━━ Available data ━━

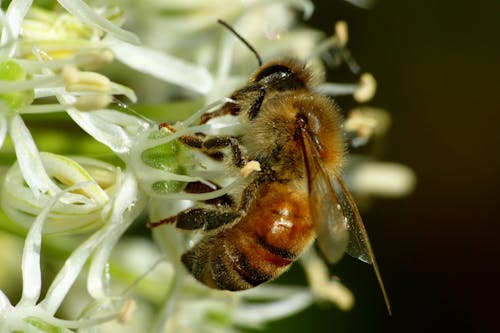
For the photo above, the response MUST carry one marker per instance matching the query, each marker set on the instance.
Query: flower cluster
(60, 63)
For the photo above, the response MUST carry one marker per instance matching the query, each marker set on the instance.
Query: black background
(437, 68)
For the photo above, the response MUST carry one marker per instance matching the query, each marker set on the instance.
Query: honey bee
(298, 195)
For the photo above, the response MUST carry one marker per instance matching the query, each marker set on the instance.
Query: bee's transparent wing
(338, 225)
(327, 212)
(359, 244)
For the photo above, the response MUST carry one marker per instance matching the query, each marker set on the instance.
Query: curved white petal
(3, 128)
(108, 127)
(28, 158)
(14, 18)
(85, 13)
(164, 66)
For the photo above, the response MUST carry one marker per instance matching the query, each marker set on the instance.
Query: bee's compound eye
(279, 71)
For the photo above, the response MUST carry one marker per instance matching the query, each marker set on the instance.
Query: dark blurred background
(438, 73)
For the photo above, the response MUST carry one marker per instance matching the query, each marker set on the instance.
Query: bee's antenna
(250, 47)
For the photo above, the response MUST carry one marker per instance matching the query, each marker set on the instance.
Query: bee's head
(283, 75)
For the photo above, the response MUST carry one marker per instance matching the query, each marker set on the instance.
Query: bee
(297, 196)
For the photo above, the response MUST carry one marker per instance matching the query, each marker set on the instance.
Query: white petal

━━━

(To do):
Turn every line of the rows above into a Markdown table with the columns Number and Line text, giving each line its own number. Skip blank lines and leave the pictures out.

(Right answer):
| Number | Line text |
|---|---|
| 1 | For the photo above, the response MUST carry one marker per instance matching the query, each marker set on the instance. |
| 2 | Query: flower cluster |
| 3 | (60, 63) |
| 4 | For the photo above, the response MUST carry one marker per instance matching the query, each marker set on the instance. |
| 5 | Query: black background |
| 6 | (437, 68) |
| 7 | For the photo above, the response MUST carry one marker per instance matching the query, each marker set on the instance. |
| 8 | Query: honey bee |
| 9 | (298, 195) |
| 10 | For the photo above, the response MUST carry one marker per instance matching the query, each marker set on the instance. |
| 11 | Query: bee's transparent wing |
| 12 | (338, 225) |
| 13 | (327, 212) |
| 14 | (359, 244) |
| 15 | For the photo above, the response MUST carry one marker per instance matching the query, each marker set on the instance. |
| 16 | Query: curved white petal |
| 17 | (3, 128) |
| 18 | (108, 127) |
| 19 | (28, 158) |
| 20 | (14, 18) |
| 21 | (85, 13) |
| 22 | (164, 66) |
| 23 | For the photo above, the response MUST carry one marker per instance matching the query, each marker set on the instance. |
| 24 | Query: bee's compound eye |
| 25 | (279, 71) |
| 26 | For the photo above, the response MUST carry one marker per instance matching the query, each marker set on the instance. |
| 27 | Query: dark blurred background |
| 28 | (438, 73) |
| 29 | For the photo above, the response MUST carry one marker per instance matching the query, each marker set on the instance. |
| 30 | Query: bee's antenna |
| 31 | (250, 47) |
| 32 | For the photo above, the response MUST carry one marker per instance matching the query, each marker set on the instance. |
| 33 | Query: bee's head |
| 34 | (283, 75) |
| 35 | For the photo above, the response MUST carry one marker per instance matching the query, each marker set on the instance. |
| 36 | Query: bee |
| 37 | (297, 196) |
| 38 | For the photo above, the response MUST carry one marker per instance matching the query, each marker set on the instance. |
| 39 | Query: white petal |